* **GIVEN TASK A**: In the Bash thread, which command does the asker already know for counting the characters in a file?
* **GIVEN TASK B**: Say whether each statement agrees with the Bash thread, answering yes or no and quoting the deciding words: (i) The answer's method avoids pipes. (ii) The asker wants to count only spaces. (iii) The letters are collected with the '[:digit:]' class.

* **TEXT SHOWN**:
3

I try to count the number of numbers and letters in my file in Bash. I know that I can use wc -c file to count the number of characters but how can I fix it to only letters and secondly numbers?

Mureinik
  • 297,002
  • 52
  • 306
  • 350
K.Dote
  • 31
  • 1
  • 3

5 Answers5

2

Here's a way completely avoiding pipes, just using tr and the shell's way to give the length of a variable with ${#variable}:

$ cat file
123 sdf
231 (3)
huh? 564
242 wr =!
$ NUMBERS=$(tr -dc '[:digit:]' < file)
$ LETTERS=$(tr -dc '[:alpha:]' < file)
$ ALNUM=$(tr -dc '[:alnum:]' < file)

* **DATASET EXTRACT**:
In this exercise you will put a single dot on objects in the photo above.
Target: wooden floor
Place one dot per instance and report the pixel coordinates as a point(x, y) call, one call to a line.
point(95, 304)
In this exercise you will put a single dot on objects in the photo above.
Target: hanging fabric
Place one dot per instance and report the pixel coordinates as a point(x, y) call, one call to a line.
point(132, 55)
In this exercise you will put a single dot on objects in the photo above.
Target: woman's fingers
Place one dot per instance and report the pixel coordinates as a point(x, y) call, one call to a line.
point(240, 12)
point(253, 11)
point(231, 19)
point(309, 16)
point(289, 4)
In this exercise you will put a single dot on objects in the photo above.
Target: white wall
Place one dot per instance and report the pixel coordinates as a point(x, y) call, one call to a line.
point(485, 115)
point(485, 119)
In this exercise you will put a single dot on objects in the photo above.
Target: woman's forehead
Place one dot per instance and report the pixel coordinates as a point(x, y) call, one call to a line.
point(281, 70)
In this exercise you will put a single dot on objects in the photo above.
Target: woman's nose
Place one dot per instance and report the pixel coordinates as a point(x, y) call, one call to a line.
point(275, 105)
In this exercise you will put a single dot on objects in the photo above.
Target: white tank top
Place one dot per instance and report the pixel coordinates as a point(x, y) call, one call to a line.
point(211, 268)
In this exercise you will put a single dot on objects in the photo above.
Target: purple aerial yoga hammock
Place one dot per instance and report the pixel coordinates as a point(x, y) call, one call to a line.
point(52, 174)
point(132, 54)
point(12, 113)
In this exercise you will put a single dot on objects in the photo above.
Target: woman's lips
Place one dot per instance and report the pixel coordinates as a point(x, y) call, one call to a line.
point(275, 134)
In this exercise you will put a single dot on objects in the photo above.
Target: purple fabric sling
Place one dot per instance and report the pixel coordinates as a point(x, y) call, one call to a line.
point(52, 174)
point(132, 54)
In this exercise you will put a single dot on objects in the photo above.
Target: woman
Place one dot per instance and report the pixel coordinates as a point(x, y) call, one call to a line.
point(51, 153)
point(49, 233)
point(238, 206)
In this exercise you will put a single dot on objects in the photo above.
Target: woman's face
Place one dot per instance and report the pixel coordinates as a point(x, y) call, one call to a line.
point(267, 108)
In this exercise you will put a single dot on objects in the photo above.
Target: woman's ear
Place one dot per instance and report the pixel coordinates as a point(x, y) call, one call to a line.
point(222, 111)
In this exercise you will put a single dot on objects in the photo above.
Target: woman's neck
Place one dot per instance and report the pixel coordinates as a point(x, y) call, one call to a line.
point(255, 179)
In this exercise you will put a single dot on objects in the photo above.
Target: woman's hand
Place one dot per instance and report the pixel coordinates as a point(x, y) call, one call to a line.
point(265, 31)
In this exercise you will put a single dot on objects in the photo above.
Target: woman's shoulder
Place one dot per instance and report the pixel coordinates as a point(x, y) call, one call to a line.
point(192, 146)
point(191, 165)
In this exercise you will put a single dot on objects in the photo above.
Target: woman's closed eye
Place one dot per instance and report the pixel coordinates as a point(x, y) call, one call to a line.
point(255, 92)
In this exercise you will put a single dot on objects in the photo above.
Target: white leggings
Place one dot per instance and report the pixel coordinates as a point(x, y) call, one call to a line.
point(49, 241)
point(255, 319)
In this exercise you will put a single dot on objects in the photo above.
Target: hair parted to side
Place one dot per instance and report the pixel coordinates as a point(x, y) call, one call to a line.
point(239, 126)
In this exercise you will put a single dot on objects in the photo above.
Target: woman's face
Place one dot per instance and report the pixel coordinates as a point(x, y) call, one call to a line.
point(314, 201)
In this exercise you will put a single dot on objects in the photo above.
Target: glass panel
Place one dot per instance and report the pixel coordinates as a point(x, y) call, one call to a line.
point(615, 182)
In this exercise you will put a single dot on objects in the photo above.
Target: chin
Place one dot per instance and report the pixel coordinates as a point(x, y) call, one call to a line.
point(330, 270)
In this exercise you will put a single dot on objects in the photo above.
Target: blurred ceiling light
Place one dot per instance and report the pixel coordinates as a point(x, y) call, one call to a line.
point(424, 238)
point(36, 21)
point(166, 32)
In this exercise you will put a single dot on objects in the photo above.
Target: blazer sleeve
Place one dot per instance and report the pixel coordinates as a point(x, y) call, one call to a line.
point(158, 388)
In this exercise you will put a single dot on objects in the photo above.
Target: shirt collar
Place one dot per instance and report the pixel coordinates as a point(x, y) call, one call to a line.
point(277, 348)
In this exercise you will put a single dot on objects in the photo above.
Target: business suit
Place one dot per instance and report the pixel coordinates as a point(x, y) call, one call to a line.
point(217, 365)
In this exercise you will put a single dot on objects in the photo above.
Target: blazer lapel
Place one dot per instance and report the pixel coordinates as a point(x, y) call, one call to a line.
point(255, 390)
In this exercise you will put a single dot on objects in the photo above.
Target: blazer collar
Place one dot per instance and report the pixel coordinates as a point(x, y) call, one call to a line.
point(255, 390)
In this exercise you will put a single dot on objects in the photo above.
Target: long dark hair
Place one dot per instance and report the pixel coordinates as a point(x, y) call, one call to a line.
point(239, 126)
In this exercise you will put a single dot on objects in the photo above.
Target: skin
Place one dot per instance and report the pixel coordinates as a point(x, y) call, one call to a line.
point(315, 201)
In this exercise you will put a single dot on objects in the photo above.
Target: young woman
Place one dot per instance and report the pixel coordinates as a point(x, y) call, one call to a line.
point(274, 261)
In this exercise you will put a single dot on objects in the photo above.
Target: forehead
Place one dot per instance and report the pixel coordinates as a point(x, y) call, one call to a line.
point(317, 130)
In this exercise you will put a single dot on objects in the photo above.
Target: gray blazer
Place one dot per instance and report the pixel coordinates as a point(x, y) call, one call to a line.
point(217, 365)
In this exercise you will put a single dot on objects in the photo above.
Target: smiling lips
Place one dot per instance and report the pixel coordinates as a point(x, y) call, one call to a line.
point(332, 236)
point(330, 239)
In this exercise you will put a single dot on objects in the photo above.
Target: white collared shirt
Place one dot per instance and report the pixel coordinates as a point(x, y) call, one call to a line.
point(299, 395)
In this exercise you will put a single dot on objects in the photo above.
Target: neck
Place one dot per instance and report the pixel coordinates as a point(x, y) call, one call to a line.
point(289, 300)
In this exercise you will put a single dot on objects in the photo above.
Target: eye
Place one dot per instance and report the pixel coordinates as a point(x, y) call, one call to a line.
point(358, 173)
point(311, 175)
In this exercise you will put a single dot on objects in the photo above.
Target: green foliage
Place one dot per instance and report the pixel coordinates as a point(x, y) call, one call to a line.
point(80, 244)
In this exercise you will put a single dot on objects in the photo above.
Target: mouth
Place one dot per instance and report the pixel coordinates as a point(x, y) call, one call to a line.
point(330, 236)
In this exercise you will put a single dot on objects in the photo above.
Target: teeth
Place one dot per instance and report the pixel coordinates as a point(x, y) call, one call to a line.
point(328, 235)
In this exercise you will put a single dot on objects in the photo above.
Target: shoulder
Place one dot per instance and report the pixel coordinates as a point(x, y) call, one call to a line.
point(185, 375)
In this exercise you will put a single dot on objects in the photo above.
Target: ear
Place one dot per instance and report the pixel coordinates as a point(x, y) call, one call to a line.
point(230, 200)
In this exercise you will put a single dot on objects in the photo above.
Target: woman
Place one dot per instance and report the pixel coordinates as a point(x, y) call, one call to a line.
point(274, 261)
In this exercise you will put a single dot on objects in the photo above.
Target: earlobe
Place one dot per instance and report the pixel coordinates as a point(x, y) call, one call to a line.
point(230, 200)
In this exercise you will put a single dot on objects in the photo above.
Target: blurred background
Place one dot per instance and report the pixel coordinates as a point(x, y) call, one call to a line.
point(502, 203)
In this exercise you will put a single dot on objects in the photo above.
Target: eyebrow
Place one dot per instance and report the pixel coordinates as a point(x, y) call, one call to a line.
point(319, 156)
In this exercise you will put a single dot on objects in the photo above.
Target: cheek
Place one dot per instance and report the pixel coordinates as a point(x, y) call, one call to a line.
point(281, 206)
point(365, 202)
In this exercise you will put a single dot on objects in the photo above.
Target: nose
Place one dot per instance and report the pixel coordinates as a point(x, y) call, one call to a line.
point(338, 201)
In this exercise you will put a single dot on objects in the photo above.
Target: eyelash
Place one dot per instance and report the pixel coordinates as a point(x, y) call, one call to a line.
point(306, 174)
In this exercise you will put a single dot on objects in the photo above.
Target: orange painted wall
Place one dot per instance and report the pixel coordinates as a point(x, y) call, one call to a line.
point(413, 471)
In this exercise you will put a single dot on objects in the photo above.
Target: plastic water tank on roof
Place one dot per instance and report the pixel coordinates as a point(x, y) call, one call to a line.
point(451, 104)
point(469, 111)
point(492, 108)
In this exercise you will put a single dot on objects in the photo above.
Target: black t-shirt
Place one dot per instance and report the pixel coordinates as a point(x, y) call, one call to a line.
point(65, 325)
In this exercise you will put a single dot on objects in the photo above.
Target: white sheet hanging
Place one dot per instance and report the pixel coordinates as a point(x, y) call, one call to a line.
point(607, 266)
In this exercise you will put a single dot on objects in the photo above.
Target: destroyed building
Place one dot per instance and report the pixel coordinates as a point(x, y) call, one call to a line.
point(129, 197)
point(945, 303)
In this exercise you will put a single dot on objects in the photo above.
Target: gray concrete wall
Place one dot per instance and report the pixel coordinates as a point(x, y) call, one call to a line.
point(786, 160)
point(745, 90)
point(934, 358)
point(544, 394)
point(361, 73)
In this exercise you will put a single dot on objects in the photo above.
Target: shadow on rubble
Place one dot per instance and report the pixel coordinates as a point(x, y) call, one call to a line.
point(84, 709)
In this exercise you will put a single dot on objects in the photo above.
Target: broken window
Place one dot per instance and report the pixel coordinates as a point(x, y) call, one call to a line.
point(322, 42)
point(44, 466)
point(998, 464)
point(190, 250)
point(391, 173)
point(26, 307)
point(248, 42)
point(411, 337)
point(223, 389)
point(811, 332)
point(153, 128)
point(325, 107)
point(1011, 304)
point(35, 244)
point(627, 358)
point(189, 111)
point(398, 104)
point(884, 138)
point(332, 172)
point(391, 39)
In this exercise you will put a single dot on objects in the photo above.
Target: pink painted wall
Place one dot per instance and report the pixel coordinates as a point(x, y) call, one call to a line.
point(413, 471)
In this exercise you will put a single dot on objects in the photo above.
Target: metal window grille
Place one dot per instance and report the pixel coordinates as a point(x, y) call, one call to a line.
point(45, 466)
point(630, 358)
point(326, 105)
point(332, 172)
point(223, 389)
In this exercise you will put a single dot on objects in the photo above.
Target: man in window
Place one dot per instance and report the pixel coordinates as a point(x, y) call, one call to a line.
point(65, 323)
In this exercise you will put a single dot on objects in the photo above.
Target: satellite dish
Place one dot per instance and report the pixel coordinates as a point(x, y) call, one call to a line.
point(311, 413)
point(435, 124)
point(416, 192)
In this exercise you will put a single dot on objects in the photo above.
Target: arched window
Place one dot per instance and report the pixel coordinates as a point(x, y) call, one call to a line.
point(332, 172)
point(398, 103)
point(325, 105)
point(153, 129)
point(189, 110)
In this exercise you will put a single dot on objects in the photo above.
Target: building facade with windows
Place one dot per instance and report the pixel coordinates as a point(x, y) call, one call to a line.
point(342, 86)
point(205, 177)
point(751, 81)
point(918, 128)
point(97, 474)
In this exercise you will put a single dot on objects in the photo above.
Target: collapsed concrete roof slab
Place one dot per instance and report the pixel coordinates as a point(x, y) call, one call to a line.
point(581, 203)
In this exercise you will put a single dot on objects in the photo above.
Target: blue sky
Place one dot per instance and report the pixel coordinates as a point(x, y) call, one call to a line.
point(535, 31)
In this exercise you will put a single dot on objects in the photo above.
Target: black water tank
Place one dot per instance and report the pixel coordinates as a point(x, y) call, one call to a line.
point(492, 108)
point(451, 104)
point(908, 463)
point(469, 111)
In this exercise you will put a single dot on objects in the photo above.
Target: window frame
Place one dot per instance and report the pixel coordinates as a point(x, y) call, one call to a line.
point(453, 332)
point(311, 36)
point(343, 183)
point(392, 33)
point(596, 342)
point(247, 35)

* **COMPLETE ANSWER A**: wc -c file

* **COMPLETE ANSWER B**:
(i) Yes: "Here's a way completely avoiding pipes"
(ii) No: "how can I fix it to only letters and secondly numbers?"
(iii) No: "LETTERS=$(tr -dc '[:alpha:]' < file)"